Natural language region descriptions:
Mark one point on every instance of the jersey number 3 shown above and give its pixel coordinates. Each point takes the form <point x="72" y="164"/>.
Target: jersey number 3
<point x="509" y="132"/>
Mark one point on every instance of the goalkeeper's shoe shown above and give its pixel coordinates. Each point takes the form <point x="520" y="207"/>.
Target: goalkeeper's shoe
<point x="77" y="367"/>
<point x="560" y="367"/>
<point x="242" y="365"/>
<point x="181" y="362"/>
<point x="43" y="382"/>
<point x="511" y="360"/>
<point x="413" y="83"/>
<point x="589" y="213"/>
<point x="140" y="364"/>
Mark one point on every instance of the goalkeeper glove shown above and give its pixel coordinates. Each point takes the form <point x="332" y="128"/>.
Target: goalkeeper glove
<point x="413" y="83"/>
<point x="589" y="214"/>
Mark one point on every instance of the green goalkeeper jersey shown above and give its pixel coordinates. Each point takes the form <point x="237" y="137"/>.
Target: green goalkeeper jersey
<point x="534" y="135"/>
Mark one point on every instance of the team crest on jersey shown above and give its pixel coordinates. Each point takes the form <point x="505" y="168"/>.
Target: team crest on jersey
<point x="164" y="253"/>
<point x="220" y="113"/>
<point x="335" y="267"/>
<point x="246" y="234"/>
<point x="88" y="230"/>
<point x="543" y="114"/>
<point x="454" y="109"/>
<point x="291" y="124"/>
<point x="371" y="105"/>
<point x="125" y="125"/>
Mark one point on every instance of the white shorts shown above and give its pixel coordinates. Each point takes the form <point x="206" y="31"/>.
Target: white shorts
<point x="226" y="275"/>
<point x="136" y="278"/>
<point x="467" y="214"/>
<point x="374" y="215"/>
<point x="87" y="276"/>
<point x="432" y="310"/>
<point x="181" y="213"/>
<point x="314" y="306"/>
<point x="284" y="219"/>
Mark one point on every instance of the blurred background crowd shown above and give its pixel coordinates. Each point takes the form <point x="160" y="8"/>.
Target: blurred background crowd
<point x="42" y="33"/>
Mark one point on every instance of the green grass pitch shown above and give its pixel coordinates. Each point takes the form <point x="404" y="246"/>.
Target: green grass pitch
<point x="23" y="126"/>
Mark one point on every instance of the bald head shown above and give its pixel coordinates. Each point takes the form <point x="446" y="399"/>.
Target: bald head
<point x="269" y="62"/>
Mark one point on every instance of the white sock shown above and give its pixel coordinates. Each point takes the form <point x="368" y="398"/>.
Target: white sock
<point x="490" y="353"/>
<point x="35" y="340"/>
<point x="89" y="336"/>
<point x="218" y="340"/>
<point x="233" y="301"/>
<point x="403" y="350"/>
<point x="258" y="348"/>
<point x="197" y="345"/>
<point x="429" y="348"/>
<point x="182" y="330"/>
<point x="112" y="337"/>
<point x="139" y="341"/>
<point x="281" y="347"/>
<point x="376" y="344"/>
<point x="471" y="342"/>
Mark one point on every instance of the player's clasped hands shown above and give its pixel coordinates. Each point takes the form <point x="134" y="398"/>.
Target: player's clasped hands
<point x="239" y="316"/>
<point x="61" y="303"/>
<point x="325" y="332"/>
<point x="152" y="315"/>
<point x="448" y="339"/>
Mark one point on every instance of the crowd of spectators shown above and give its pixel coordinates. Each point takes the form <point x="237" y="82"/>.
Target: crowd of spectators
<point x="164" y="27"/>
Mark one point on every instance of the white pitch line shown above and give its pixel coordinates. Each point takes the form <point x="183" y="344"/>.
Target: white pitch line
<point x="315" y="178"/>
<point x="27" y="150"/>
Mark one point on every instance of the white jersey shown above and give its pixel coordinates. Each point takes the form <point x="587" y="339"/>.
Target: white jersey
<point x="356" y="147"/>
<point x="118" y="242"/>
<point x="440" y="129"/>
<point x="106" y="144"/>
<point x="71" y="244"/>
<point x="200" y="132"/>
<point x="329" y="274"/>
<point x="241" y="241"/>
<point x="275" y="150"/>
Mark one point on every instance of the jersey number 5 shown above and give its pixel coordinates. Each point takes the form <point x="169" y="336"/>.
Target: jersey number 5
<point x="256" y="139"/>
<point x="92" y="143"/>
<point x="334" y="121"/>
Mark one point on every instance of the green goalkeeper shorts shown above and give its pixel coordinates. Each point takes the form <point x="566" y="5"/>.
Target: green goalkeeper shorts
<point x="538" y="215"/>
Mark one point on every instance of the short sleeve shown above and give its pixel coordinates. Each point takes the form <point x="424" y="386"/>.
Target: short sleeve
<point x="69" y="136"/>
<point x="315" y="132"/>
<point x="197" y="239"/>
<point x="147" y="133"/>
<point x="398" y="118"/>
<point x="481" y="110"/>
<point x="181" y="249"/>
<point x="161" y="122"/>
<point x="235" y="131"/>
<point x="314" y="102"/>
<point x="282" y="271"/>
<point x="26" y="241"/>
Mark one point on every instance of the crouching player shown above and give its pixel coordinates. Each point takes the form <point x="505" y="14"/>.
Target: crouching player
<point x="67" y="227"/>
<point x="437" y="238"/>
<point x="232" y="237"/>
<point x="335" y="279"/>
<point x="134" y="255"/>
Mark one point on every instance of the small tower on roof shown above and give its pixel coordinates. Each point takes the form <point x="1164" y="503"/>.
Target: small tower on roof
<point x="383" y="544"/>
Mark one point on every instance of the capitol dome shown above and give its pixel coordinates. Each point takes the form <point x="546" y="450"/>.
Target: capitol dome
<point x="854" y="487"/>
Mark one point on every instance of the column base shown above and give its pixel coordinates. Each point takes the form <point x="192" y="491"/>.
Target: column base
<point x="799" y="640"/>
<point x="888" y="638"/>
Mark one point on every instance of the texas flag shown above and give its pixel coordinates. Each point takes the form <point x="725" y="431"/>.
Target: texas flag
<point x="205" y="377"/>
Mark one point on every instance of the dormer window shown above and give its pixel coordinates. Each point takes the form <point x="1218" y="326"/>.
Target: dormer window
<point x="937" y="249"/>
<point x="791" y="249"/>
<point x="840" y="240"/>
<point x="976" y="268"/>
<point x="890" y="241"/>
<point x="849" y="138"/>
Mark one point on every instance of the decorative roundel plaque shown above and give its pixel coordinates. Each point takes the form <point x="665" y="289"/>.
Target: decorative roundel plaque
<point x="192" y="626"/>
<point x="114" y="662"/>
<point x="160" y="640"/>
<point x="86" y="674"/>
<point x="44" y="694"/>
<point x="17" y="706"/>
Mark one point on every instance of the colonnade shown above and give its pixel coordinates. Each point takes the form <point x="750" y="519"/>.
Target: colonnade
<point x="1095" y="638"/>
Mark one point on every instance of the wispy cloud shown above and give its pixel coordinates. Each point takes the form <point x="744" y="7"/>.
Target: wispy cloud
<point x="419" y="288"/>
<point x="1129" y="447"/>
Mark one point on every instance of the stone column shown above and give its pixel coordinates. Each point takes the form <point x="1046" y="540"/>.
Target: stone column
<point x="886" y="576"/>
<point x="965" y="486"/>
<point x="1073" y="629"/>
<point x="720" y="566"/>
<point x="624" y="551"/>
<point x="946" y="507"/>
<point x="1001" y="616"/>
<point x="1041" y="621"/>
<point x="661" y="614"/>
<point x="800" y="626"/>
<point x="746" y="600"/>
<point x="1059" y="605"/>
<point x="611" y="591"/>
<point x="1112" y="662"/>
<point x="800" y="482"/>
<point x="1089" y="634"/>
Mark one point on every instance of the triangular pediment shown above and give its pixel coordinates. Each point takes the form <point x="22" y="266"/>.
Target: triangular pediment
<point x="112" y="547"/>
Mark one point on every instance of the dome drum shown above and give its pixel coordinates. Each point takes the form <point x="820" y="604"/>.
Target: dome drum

◆ **About this task**: Using the records above, set down exactly the lines from the one with "Target: goalkeeper's shoe" through the one with "Mark one point on every instance of the team", inclusive, and nothing more.

◆ **Your solution**:
Target: goalkeeper's shoe
<point x="77" y="367"/>
<point x="560" y="367"/>
<point x="242" y="365"/>
<point x="181" y="362"/>
<point x="43" y="382"/>
<point x="511" y="360"/>
<point x="413" y="83"/>
<point x="589" y="213"/>
<point x="140" y="364"/>
Mark one point on every instance of the goalkeeper glove shown above and give its pixel coordinates. Each point takes the form <point x="332" y="128"/>.
Target: goalkeeper glove
<point x="413" y="83"/>
<point x="589" y="214"/>
Mark one point on every instance of the green goalkeeper jersey shown above and give its pixel coordinates. Each point takes the form <point x="237" y="137"/>.
Target: green goalkeeper jersey
<point x="534" y="135"/>
Mark one point on every instance of the team crest on jersey shown above and give its pixel coordinates. Each point takes the form <point x="505" y="168"/>.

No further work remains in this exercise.